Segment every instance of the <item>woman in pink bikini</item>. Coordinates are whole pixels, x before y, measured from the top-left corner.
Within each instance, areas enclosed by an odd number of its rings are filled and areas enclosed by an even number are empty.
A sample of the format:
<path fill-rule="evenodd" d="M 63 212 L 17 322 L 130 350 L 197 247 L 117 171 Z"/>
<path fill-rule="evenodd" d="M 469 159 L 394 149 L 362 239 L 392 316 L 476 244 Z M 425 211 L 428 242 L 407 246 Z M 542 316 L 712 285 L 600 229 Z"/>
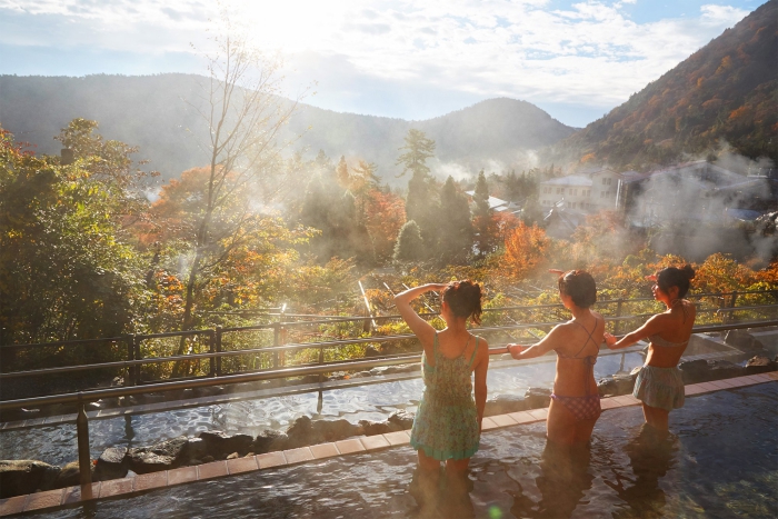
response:
<path fill-rule="evenodd" d="M 537 345 L 508 345 L 508 352 L 517 360 L 540 357 L 551 350 L 557 352 L 557 376 L 546 423 L 548 440 L 565 446 L 585 445 L 600 416 L 595 362 L 602 343 L 605 319 L 590 309 L 597 301 L 597 286 L 584 270 L 559 277 L 559 298 L 572 312 L 572 319 L 556 326 Z"/>

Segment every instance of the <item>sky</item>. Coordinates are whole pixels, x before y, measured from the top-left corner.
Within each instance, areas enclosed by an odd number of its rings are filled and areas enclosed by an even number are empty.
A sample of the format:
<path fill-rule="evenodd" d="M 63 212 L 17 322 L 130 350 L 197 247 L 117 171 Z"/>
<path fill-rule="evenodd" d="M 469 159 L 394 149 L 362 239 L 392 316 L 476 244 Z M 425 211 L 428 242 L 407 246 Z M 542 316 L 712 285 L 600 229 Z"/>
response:
<path fill-rule="evenodd" d="M 222 3 L 309 104 L 423 120 L 508 97 L 584 127 L 764 2 Z M 205 74 L 218 17 L 216 1 L 0 0 L 0 74 Z"/>

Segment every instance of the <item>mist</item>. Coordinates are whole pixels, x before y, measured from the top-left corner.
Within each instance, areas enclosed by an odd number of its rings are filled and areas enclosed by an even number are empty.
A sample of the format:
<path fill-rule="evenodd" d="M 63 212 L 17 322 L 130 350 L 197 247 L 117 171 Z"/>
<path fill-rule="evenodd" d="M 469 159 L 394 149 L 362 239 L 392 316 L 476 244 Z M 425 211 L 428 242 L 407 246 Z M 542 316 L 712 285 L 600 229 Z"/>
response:
<path fill-rule="evenodd" d="M 704 261 L 724 252 L 738 260 L 769 262 L 778 240 L 760 232 L 756 219 L 775 210 L 776 180 L 757 176 L 771 167 L 769 160 L 727 151 L 712 163 L 656 171 L 639 186 L 627 187 L 628 221 L 657 230 L 650 247 L 660 254 Z"/>

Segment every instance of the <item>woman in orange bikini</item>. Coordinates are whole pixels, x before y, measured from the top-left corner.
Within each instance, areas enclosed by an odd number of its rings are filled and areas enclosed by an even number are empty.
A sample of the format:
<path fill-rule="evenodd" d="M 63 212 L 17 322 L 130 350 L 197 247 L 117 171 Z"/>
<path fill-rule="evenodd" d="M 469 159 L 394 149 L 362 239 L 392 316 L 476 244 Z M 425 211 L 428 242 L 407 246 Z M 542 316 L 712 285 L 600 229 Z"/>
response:
<path fill-rule="evenodd" d="M 690 265 L 682 269 L 668 267 L 651 276 L 650 279 L 656 281 L 651 287 L 654 298 L 667 310 L 620 340 L 610 333 L 605 335 L 611 350 L 626 348 L 641 339 L 650 340 L 648 357 L 635 381 L 632 395 L 642 401 L 646 423 L 660 432 L 668 430 L 670 411 L 684 407 L 684 379 L 678 361 L 689 343 L 697 317 L 697 308 L 684 299 L 694 277 Z"/>
<path fill-rule="evenodd" d="M 508 345 L 508 352 L 517 360 L 540 357 L 551 350 L 557 352 L 557 376 L 546 422 L 548 440 L 566 446 L 585 445 L 600 416 L 595 362 L 602 343 L 605 319 L 590 309 L 597 301 L 597 286 L 584 270 L 559 277 L 559 298 L 572 312 L 572 319 L 555 327 L 531 347 Z"/>

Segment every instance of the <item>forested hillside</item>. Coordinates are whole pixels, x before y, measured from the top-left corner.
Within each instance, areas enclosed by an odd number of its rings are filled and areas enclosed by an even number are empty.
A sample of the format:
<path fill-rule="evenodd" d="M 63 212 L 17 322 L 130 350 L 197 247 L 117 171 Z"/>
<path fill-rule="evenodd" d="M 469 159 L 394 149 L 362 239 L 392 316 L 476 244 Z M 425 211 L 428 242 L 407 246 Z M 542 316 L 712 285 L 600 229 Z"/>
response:
<path fill-rule="evenodd" d="M 140 147 L 138 158 L 149 159 L 148 167 L 162 178 L 173 178 L 208 162 L 201 151 L 207 126 L 196 111 L 203 108 L 205 81 L 187 74 L 2 76 L 0 124 L 17 139 L 38 144 L 38 152 L 58 153 L 51 136 L 74 118 L 96 120 L 107 139 Z M 548 146 L 575 131 L 533 104 L 512 99 L 482 101 L 427 121 L 339 113 L 300 103 L 282 140 L 292 141 L 290 151 L 303 151 L 309 158 L 321 149 L 332 158 L 375 162 L 378 174 L 391 182 L 400 171 L 395 166 L 398 148 L 410 128 L 436 140 L 441 161 L 467 166 L 473 176 L 488 160 L 510 167 L 521 150 Z"/>
<path fill-rule="evenodd" d="M 549 158 L 640 169 L 721 149 L 778 162 L 778 0 L 727 29 Z"/>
⁂
- **PROBLEM DETAILS**:
Output every line of the records, from the first line through the line containing "222 3 L 309", as a JSON list of strings with one string per line. Omit blank lines and the pictures.

- **SOLUTION TO THE EXERCISE**:
[
  "Segment every instance of the <item>woman in pink bikini</item>. Coordinates are whole pixels, x before y, measured from the top-left corner.",
  "Within each instance, areas enclosed by an odd number of its rings are filled and areas enclosed by an even number are empty.",
  "A sample of the format:",
  "<path fill-rule=\"evenodd\" d=\"M 63 212 L 17 322 L 130 350 L 197 247 L 117 171 Z\"/>",
  "<path fill-rule=\"evenodd\" d=\"M 469 159 L 394 149 L 362 239 L 392 316 L 476 244 Z M 425 211 L 428 242 L 407 246 Z M 542 316 L 712 285 L 600 229 Z\"/>",
  "response:",
  "<path fill-rule=\"evenodd\" d=\"M 537 345 L 508 345 L 508 352 L 517 360 L 540 357 L 551 350 L 557 352 L 557 376 L 546 423 L 548 440 L 565 446 L 585 445 L 600 416 L 595 362 L 602 343 L 605 319 L 590 309 L 597 301 L 597 286 L 584 270 L 559 277 L 559 298 L 572 312 L 572 319 L 556 326 Z\"/>",
  "Segment every instance of the <item>sky</item>. Coordinates are whole pixels, x before y, measured from the top-left corner.",
  "Within each instance, areas enclosed by an odd number of its rings are filled and areas enclosed by an even number are empty.",
  "A sample of the format:",
  "<path fill-rule=\"evenodd\" d=\"M 63 212 L 17 322 L 130 350 L 197 247 L 117 171 Z\"/>",
  "<path fill-rule=\"evenodd\" d=\"M 469 159 L 394 149 L 362 239 L 392 316 L 476 244 Z M 425 211 L 428 242 L 407 246 Z M 542 316 L 712 285 L 600 229 Z\"/>",
  "response:",
  "<path fill-rule=\"evenodd\" d=\"M 222 3 L 309 104 L 423 120 L 508 97 L 584 127 L 764 2 Z M 205 74 L 218 17 L 216 1 L 0 0 L 0 74 Z\"/>"
]